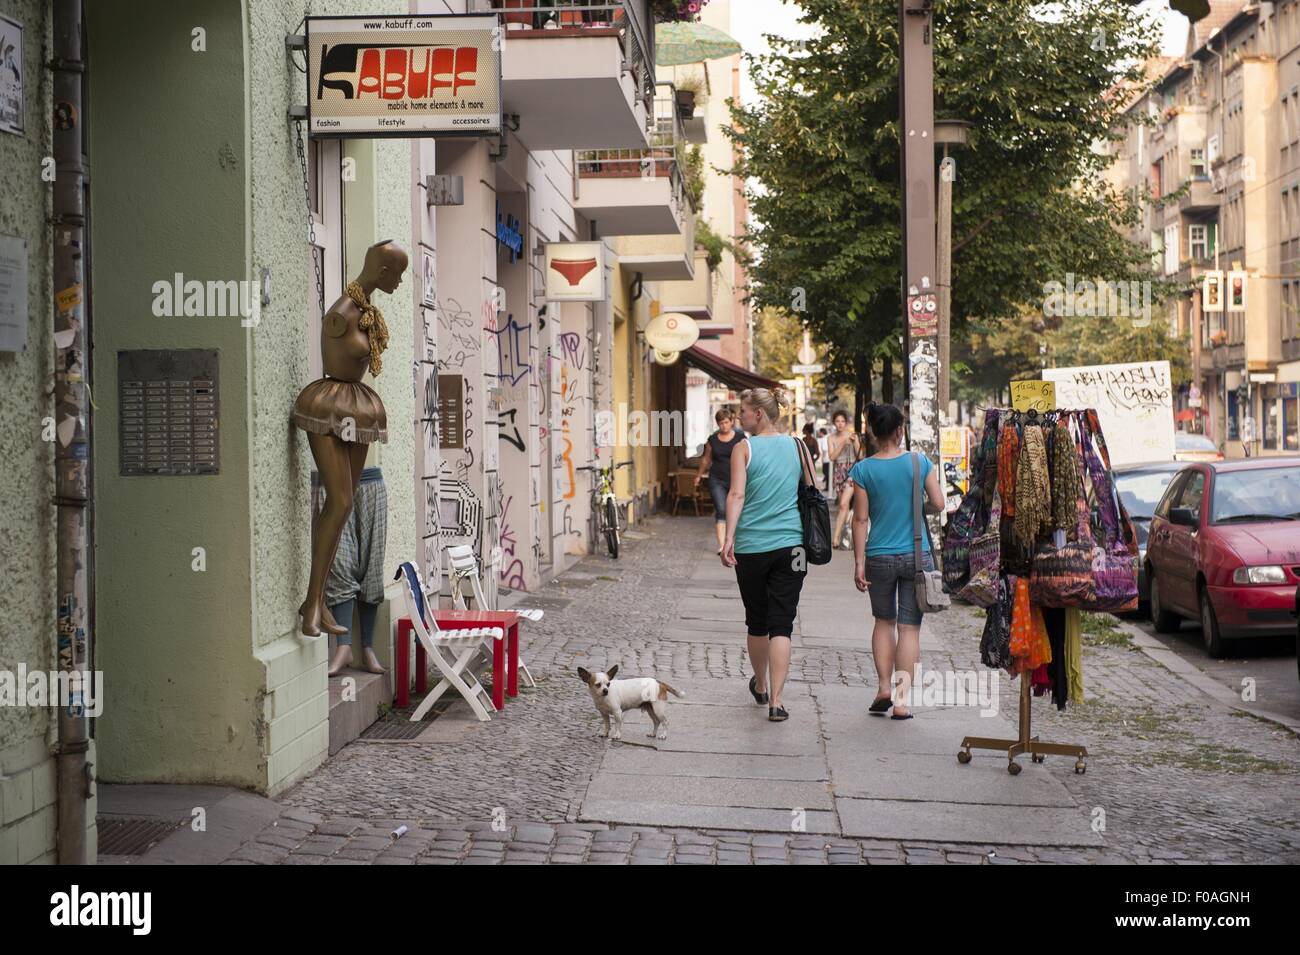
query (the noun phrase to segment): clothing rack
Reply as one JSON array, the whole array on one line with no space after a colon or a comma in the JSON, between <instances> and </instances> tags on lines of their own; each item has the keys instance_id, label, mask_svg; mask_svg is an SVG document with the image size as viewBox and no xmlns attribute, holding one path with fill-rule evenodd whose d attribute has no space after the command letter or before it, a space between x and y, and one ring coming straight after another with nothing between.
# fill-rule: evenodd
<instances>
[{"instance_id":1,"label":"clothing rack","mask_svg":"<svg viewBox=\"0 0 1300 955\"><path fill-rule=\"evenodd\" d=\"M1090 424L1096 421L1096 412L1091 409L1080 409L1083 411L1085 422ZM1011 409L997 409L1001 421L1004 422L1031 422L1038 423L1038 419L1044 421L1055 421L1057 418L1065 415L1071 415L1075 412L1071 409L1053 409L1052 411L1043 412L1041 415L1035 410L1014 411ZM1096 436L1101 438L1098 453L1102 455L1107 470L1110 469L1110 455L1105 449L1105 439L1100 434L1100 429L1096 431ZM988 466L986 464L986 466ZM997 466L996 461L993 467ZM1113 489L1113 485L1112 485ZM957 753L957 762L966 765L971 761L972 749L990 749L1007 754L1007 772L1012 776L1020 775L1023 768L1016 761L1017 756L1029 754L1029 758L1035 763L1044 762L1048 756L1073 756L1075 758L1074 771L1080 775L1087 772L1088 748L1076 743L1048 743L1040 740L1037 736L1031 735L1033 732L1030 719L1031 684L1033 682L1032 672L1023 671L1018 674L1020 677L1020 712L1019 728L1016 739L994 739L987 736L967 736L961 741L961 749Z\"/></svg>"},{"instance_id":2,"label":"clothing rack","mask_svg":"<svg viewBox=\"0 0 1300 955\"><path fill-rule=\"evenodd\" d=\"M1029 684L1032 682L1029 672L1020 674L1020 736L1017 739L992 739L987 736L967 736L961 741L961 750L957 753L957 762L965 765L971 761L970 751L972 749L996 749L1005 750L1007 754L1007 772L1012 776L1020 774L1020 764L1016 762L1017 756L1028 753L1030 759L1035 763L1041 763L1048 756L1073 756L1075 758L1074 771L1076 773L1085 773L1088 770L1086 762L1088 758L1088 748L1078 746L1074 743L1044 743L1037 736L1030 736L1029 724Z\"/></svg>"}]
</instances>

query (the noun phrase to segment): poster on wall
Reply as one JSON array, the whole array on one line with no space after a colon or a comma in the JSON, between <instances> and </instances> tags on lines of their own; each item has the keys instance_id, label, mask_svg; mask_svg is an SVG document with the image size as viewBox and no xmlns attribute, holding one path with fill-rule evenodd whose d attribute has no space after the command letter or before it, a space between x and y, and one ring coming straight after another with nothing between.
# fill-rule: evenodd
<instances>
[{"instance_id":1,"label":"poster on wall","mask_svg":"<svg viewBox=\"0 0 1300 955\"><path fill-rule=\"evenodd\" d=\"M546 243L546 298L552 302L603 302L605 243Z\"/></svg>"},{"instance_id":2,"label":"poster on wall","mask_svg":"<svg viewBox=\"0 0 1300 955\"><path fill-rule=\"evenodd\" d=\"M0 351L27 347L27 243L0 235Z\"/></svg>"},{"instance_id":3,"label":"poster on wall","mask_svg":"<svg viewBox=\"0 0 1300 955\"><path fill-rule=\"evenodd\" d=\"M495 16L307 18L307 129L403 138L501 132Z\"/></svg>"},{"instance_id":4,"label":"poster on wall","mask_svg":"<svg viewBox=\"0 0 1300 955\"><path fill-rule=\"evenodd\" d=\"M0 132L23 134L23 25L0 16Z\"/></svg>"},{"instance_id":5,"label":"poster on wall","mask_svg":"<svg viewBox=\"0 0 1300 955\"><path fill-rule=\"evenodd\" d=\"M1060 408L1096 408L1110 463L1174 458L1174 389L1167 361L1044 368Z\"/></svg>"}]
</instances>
┄┄┄┄┄┄┄┄┄┄┄┄┄┄┄┄┄┄┄┄
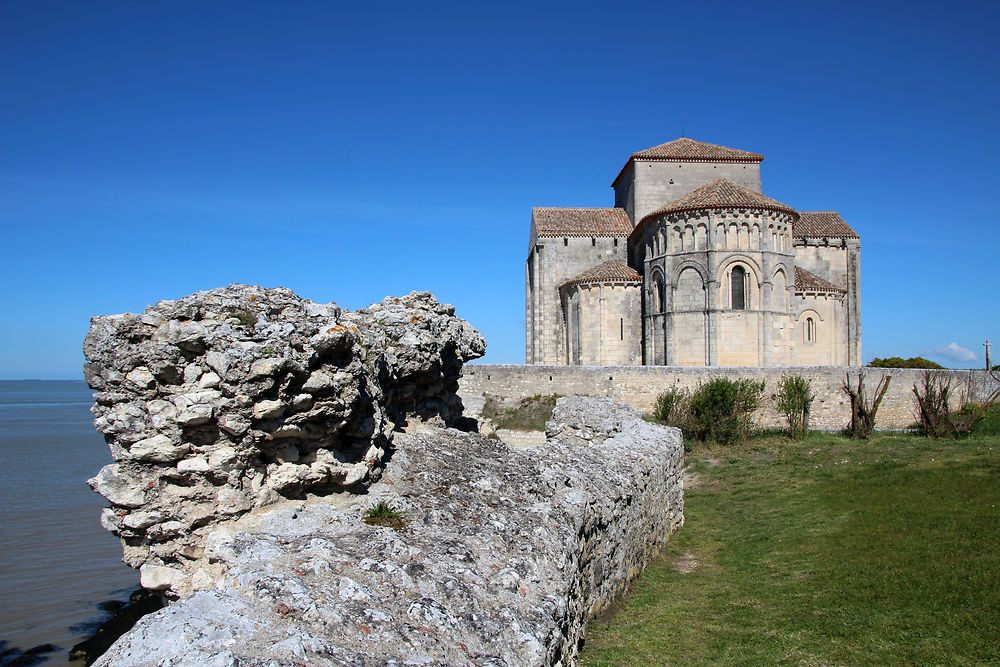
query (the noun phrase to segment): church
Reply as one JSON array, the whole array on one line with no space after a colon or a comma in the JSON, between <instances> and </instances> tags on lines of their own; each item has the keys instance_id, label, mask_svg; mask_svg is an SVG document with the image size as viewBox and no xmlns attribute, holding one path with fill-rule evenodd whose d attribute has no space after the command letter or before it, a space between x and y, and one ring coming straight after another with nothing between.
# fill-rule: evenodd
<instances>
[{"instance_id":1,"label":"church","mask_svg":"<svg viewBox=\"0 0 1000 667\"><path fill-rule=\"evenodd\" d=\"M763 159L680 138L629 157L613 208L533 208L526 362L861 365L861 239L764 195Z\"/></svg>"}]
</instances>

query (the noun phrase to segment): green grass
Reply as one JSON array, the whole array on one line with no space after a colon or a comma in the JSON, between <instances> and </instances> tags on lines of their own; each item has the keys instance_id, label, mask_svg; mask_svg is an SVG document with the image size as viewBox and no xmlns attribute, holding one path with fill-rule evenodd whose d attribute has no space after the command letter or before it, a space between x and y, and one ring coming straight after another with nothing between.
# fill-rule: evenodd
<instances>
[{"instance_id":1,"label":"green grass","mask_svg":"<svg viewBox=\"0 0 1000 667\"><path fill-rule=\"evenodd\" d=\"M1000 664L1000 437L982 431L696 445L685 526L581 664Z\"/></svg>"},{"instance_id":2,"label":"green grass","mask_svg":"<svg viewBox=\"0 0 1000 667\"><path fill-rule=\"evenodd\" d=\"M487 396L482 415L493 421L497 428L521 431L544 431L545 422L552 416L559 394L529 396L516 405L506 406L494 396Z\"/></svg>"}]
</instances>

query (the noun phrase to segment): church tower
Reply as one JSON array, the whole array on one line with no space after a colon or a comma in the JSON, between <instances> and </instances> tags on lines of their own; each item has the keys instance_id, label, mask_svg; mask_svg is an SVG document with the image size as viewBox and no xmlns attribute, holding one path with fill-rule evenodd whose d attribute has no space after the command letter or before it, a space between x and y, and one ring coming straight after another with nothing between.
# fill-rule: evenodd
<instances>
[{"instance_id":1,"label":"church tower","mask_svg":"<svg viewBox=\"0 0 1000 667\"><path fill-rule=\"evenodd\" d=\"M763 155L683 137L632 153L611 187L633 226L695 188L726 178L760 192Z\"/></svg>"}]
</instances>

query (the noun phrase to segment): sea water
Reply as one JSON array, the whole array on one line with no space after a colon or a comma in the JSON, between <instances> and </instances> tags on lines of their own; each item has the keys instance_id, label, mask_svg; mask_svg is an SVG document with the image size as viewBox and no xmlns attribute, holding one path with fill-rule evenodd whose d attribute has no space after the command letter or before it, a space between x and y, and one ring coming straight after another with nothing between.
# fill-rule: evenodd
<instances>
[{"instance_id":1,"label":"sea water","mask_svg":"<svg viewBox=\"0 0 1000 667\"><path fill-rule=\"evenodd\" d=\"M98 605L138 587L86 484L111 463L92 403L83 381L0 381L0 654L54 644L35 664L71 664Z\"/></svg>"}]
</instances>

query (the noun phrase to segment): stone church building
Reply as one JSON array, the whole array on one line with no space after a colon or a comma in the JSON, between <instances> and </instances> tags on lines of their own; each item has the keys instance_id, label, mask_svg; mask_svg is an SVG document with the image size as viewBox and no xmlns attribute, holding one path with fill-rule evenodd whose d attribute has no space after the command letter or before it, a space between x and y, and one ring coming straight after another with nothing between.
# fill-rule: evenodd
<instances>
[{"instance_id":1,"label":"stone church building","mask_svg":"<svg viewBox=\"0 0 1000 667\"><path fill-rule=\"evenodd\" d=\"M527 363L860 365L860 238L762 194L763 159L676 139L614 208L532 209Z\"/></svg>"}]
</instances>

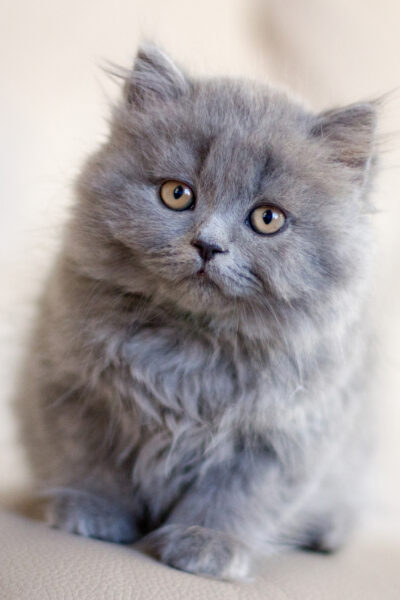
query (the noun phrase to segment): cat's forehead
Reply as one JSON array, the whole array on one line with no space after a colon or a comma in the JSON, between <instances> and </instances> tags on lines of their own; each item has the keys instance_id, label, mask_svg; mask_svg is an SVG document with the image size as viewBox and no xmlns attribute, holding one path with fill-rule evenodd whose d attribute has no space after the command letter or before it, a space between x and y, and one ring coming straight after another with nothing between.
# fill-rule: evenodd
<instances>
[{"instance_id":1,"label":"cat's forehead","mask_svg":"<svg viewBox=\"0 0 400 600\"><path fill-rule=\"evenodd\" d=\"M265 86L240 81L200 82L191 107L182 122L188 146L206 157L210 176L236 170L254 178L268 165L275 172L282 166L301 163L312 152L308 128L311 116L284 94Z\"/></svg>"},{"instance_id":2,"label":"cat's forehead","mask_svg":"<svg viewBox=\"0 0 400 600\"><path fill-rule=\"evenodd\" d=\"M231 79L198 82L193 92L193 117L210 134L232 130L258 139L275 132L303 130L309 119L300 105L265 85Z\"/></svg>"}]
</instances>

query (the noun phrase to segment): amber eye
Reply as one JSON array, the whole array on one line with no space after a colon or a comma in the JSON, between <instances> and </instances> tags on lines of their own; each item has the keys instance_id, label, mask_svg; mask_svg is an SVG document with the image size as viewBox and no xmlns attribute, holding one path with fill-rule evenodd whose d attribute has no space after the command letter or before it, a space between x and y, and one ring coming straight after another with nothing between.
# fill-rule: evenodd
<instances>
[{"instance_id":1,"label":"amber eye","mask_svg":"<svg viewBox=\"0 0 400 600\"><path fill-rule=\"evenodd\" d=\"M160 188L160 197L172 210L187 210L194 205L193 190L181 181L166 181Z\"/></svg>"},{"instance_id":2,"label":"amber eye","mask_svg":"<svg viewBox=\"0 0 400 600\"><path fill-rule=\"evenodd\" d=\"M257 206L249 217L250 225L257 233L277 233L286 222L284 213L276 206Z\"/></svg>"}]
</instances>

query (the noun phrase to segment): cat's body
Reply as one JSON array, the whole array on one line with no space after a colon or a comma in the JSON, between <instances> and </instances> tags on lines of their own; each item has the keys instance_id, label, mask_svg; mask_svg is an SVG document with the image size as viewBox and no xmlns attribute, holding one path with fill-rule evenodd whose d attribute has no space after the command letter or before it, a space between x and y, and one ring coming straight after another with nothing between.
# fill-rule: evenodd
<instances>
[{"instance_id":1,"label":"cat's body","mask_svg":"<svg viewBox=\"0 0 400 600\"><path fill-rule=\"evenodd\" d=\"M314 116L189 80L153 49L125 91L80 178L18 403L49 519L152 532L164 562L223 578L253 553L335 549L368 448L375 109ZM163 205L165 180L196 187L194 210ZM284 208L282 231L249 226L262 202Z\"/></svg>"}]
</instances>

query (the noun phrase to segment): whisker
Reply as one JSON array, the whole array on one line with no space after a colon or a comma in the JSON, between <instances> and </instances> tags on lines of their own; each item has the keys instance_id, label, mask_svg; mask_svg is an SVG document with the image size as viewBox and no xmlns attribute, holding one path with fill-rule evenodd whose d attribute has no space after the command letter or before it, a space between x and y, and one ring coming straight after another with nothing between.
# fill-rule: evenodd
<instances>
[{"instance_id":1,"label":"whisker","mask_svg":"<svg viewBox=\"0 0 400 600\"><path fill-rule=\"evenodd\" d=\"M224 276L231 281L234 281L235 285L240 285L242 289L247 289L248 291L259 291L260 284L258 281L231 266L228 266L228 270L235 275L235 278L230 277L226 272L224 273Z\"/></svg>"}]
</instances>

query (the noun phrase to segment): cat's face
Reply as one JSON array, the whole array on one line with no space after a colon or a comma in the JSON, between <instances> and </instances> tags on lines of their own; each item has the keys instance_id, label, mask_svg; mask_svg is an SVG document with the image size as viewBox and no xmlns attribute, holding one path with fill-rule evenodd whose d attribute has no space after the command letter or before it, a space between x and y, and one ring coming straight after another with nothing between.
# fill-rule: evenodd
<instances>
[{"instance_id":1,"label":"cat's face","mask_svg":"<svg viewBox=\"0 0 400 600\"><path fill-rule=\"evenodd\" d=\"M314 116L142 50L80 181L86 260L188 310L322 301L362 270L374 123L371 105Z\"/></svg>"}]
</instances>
┄┄┄┄┄┄┄┄┄┄┄┄┄┄┄┄┄┄┄┄
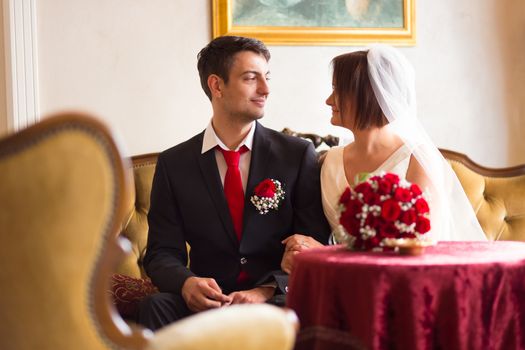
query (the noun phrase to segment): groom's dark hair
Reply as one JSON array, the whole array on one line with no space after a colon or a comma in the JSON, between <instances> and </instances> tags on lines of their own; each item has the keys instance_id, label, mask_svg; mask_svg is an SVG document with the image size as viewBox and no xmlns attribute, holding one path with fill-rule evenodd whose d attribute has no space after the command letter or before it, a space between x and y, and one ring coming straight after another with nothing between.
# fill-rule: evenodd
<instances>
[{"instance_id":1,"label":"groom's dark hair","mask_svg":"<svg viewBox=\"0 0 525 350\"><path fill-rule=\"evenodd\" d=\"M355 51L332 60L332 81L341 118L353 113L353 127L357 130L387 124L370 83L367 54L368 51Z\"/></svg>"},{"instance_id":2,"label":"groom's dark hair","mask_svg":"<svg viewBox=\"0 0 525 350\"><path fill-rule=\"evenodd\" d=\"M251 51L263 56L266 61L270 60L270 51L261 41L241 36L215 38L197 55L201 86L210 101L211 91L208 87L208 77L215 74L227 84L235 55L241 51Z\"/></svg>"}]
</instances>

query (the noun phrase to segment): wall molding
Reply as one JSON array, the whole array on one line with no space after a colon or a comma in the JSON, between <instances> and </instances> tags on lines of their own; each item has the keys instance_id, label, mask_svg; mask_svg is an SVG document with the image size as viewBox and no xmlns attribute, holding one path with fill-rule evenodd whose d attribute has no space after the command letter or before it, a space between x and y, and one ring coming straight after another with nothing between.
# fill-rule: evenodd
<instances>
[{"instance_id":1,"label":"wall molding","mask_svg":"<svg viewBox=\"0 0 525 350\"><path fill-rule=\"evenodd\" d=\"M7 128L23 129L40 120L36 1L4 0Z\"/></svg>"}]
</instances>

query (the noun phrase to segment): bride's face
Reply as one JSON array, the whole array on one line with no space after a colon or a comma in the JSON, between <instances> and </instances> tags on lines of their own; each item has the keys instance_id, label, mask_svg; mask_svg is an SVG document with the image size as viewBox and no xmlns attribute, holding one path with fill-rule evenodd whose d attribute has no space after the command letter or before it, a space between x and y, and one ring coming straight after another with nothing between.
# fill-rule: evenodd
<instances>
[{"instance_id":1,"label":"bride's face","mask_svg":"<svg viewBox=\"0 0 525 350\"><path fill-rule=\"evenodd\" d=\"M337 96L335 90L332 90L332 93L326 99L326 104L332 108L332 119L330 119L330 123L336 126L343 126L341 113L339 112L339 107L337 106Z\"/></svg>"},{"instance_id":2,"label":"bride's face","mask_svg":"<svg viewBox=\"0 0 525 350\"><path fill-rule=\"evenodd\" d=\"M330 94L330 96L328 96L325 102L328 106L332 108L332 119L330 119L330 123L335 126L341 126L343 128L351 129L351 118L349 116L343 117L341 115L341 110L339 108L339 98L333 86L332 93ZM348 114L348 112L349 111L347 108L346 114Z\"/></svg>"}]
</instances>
┄┄┄┄┄┄┄┄┄┄┄┄┄┄┄┄┄┄┄┄
Activity — Once the line with "query (the noun phrase to segment): clothing" is found in the records above, print exactly that line and every line after it through the line with "query (the noun phrase to segment): poster".

Solution —
query (the noun phrase to segment): clothing rack
Reply as one JSON array, the whole array on one line with no space after a colon or a comma in the JSON, between <instances> and </instances> tags on lines of their own; each item has the keys instance_id, label, mask_svg; mask_svg is an SVG document with the image size as viewBox and no xmlns attribute, holding one path with fill-rule evenodd whose d attribute has no space after the command letter or before it, a space between x and y, and one ring coming straight after another with nothing between.
# fill-rule: evenodd
<instances>
[{"instance_id":1,"label":"clothing rack","mask_svg":"<svg viewBox=\"0 0 1300 955\"><path fill-rule=\"evenodd\" d=\"M1090 424L1096 421L1096 412L1091 409L1080 409L1083 411L1085 422ZM1011 409L997 409L1001 421L1004 422L1031 422L1038 423L1038 419L1044 421L1055 421L1057 418L1065 415L1071 415L1075 412L1071 409L1053 409L1052 411L1043 412L1041 415L1035 410L1014 411ZM1096 436L1101 438L1098 453L1102 455L1107 470L1110 469L1110 455L1105 449L1105 439L1100 434L1100 429L1096 431ZM988 466L986 464L986 466ZM997 466L996 461L993 467ZM1113 489L1113 485L1112 485ZM957 753L957 762L966 765L971 761L972 749L990 749L1007 754L1007 772L1012 776L1020 775L1023 768L1016 761L1017 756L1029 754L1029 758L1035 763L1044 762L1048 756L1073 756L1075 758L1074 771L1080 775L1087 772L1088 748L1076 743L1048 743L1040 740L1037 736L1031 735L1033 732L1030 719L1031 684L1033 682L1032 672L1023 671L1018 674L1020 677L1020 712L1019 728L1016 739L994 739L987 736L967 736L961 741L961 749Z\"/></svg>"},{"instance_id":2,"label":"clothing rack","mask_svg":"<svg viewBox=\"0 0 1300 955\"><path fill-rule=\"evenodd\" d=\"M1029 684L1032 682L1029 672L1020 674L1020 736L1017 739L992 739L987 736L967 736L961 741L961 750L957 753L957 762L965 765L971 761L970 751L972 749L996 749L1005 750L1007 754L1007 772L1012 776L1020 774L1020 764L1016 762L1017 756L1028 753L1030 759L1035 763L1041 763L1048 756L1073 756L1075 758L1074 771L1076 773L1085 773L1088 770L1086 762L1088 758L1088 748L1078 746L1074 743L1044 743L1037 736L1030 736L1029 724Z\"/></svg>"}]
</instances>

query (the noun phrase to segment): poster on wall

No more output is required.